---- Records provided
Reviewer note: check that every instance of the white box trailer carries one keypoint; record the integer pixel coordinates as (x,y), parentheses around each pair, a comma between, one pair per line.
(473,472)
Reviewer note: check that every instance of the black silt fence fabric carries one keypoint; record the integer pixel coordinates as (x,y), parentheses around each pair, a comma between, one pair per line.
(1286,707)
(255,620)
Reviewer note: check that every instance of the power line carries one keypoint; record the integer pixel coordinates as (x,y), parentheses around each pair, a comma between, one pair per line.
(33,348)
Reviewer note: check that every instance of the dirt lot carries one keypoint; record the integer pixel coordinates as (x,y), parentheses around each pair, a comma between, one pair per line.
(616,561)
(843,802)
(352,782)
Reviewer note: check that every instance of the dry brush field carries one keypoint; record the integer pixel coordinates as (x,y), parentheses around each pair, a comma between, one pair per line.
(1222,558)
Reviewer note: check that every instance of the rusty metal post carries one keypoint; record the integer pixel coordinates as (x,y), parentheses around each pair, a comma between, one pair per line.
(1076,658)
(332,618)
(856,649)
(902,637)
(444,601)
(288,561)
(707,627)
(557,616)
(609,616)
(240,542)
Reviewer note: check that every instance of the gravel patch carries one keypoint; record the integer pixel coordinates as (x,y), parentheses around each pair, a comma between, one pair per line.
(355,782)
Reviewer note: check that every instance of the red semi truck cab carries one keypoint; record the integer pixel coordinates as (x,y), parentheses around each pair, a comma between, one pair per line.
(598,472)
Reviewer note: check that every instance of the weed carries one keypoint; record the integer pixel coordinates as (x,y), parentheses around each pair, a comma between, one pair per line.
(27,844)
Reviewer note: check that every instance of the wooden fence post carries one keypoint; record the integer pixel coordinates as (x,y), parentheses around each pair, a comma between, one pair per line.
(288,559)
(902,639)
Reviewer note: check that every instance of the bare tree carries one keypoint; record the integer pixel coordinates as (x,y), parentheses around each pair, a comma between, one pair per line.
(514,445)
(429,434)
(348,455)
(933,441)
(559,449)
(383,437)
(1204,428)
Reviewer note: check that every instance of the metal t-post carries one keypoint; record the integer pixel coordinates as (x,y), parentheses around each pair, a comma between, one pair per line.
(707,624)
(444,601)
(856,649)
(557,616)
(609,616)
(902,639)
--------
> _About this exercise_: An exact repeat of all the entries above is required.

> _Answer box_:
Reviewer note: check that every instance of the white box trailer carries one keypoint; record the integer pixel coordinates as (x,y), parentheses around each pair, a comma between, one pair per line.
(473,472)
Reviewer note: check that every instance of the black silt fence fabric carries one keypoint; record the integer pixel coordinates as (x,y), parentheses around each pair, a comma between, one pair per line.
(1286,707)
(255,620)
Reviewer note: check that every instance of the power line carries one keypoint; record the integer pixel coordinates as (x,y), parentheses around each pair, a comma between, one pair per line.
(33,348)
Reviewer note: check that every instance of the dirt lot carries one keypoint; record the integer pixel coordinates as (x,y), parentheses around each pair, a comma between, one pair per line.
(616,561)
(843,802)
(352,782)
Reviewer note: check that every instance of the dry brush field carries one keypoint; record the integer pixel coordinates as (x,y), parentheses around each pair, a comma between, one pair per line.
(1222,558)
Reviewer note: check that every instance of the rusty metal post carries one keypoint; record the integer pixel coordinates as (x,y), parentheses around each pair, a comma between, one pair per line.
(1076,658)
(332,618)
(856,649)
(902,637)
(444,601)
(288,561)
(707,627)
(557,616)
(609,616)
(240,542)
Reviewer note: check that every instance of the gravel patch carries one keypoint; record the integer pixel coordinates as (x,y), parentheses around each pair, a comma between, one pair per line.
(355,782)
Reviewer note: check that every instance of the red semi truck cab carries one keypoint; record the integer pixel coordinates as (x,y), parentheses around each pair, a comma between, one pair per line.
(598,472)
Reviewer note: check that every instance of the weed carries one keypoint; record the integer pixel coordinates as (x,y), parentheses around each pair, a comma between, one pair per line.
(27,844)
Reviewer note: check that every instance of the wooden fence post carries one keypoint; record the integer pixel coordinates as (x,y), parentheses around each pair, a comma between, one pair per line.
(288,559)
(902,639)
Reviewer note: check that every instance of the bare tree carries one keypoint; record the integer pixel coordinates as (x,y), parentheses around each pair, a comma between, one pair per line.
(514,445)
(429,434)
(348,455)
(933,441)
(559,449)
(383,437)
(1204,428)
Reviewer note: check that every instance of the metal t-post carries one keypoint; record the integer pixel coordinates as (x,y), parentheses around each pair, a comma between, one pair per line.
(707,624)
(444,601)
(856,649)
(557,616)
(609,616)
(902,639)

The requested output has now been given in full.